WRITTEN INSTRUCTION 1: Copy word for word the part of the essay on India's Olympic record that opens with the words containing "I have been" and closes with "support the charge.".
WRITTEN INSTRUCTION 2: List every nation other than India that the essay on India's Olympic record names.
WRITTEN INSTRUCTION 3: According to the essay on India's Olympic record, what is the English meaning of "Agli baar chhodenge nahin"?

PROVIDED TEXT:
Another Olympics and yet another time we are thrilled as a nation to have got one Bronze. We compete with such nations as Azerbaijan, Slovakia, Serbia and Mongolia whilst the nation with whom we are made to (or expected to) compete in GDP growth, greatness etc, ie, China, tops the medal tally. After every dismal performance we are filled with renewed zeal: "Agli baar chhodenge nahin" (next time we shall not leave them) (Read 'We Are Like That Only'). However, when next time comes, we again bemoan collectively that the rules and umpires or referees or judges just didn't favour us; there appears to be conspiracy against the Indian civilisation.
I have been like all the others denigrating the Indians for their poor performance, lack of focused approach, discipline, sports infrastructure and competitive spirit of our young men and women. But, lately I have started to earnestly examine the 'conspiracy theory'. Lo and behold; the conclusion that I have reached is that there is adequate evidence to support the charge.
First of all, Olympics are totally opposite of our culture of "peaceful co-existence"; how can we be competing against anyone to win Gold, Silver or Bronze? Once in a blue-moon someone with 'anti-Indian' tendencies can stoop so low as to win a Gold, Silver or Bronze in shooting (a la Abhinav Bindra, Rajyavardhan Rathore and Gagan Narang) or in wrestling like Vijender Singh; but, we discourage such greed for "material things". For us, participation is more important than winning. Indeed, as a matter of interest, the expenditure on participation of scores of officials and non-players in the Indian contingent is never allowed to exceed the total sum of money spent on our former President's foreign jaunts. That's the kind of respect that we have for our head of state.

DATASET ROWS:

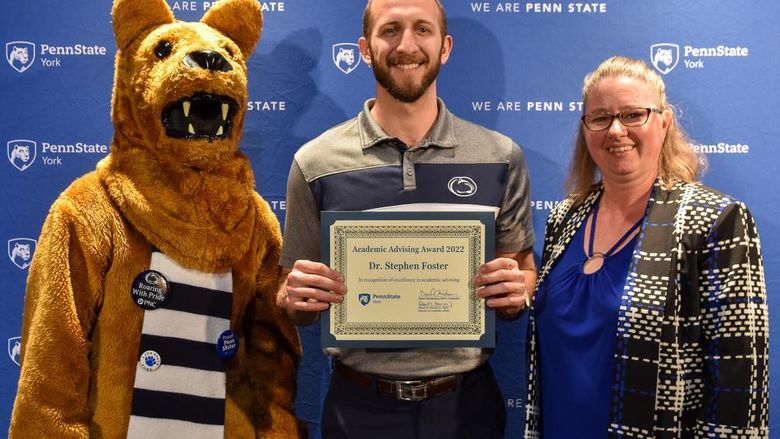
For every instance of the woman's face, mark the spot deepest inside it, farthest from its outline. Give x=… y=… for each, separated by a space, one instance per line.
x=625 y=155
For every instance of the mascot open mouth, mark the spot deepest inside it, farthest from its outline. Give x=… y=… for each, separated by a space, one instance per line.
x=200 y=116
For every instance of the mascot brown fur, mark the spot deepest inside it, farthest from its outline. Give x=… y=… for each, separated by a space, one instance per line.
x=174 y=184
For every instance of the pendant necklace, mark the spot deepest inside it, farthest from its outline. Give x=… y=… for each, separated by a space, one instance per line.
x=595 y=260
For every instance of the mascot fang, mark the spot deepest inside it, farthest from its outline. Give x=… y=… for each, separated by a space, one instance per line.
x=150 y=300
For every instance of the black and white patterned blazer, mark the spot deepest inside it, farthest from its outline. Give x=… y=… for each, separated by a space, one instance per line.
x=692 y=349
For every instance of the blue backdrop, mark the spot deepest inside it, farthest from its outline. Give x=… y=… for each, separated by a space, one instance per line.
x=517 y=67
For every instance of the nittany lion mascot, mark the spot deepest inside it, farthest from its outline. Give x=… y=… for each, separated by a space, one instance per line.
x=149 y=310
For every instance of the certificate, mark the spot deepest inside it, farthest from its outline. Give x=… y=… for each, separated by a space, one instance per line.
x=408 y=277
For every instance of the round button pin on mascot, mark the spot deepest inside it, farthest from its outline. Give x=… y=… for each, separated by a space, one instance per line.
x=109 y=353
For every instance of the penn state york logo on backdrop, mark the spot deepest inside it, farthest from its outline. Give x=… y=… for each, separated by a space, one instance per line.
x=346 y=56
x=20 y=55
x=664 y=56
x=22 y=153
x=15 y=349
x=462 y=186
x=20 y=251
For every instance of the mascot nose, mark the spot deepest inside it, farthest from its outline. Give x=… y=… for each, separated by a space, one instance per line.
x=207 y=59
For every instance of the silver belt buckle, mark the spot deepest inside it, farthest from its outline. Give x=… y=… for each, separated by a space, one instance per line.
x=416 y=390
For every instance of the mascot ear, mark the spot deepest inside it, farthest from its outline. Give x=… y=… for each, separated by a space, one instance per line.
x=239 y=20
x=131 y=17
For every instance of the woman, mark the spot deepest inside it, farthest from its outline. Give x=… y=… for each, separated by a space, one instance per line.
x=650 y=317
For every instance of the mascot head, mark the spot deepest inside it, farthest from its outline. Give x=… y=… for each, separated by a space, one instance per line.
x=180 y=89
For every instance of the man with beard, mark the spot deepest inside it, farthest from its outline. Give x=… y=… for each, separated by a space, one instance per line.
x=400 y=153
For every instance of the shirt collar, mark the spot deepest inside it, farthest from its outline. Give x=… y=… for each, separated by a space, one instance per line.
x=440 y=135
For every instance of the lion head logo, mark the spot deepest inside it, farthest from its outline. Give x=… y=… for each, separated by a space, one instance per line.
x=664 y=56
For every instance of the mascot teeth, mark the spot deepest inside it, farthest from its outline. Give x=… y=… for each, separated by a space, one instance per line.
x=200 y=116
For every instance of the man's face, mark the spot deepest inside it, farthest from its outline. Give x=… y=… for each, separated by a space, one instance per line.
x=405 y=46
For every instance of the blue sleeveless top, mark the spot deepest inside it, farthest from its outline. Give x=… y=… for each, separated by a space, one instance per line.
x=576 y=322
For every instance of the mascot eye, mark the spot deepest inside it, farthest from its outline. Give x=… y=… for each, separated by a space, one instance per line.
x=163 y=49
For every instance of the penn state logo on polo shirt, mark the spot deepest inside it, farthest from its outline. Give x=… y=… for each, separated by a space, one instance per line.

PROBLEM SOLUTION 1:
I have been like all the others denigrating the Indians for their poor performance, lack of focused approach, discipline, sports infrastructure and competitive spirit of our young men and women. But, lately I have started to earnestly examine the 'conspiracy theory'. Lo and behold; the conclusion that I have reached is that there is adequate evidence to support the charge.

PROBLEM SOLUTION 2:
Azerbaijan
Slovakia
Serbia
Mongolia
China

PROBLEM SOLUTION 3: Next time we shall not leave them.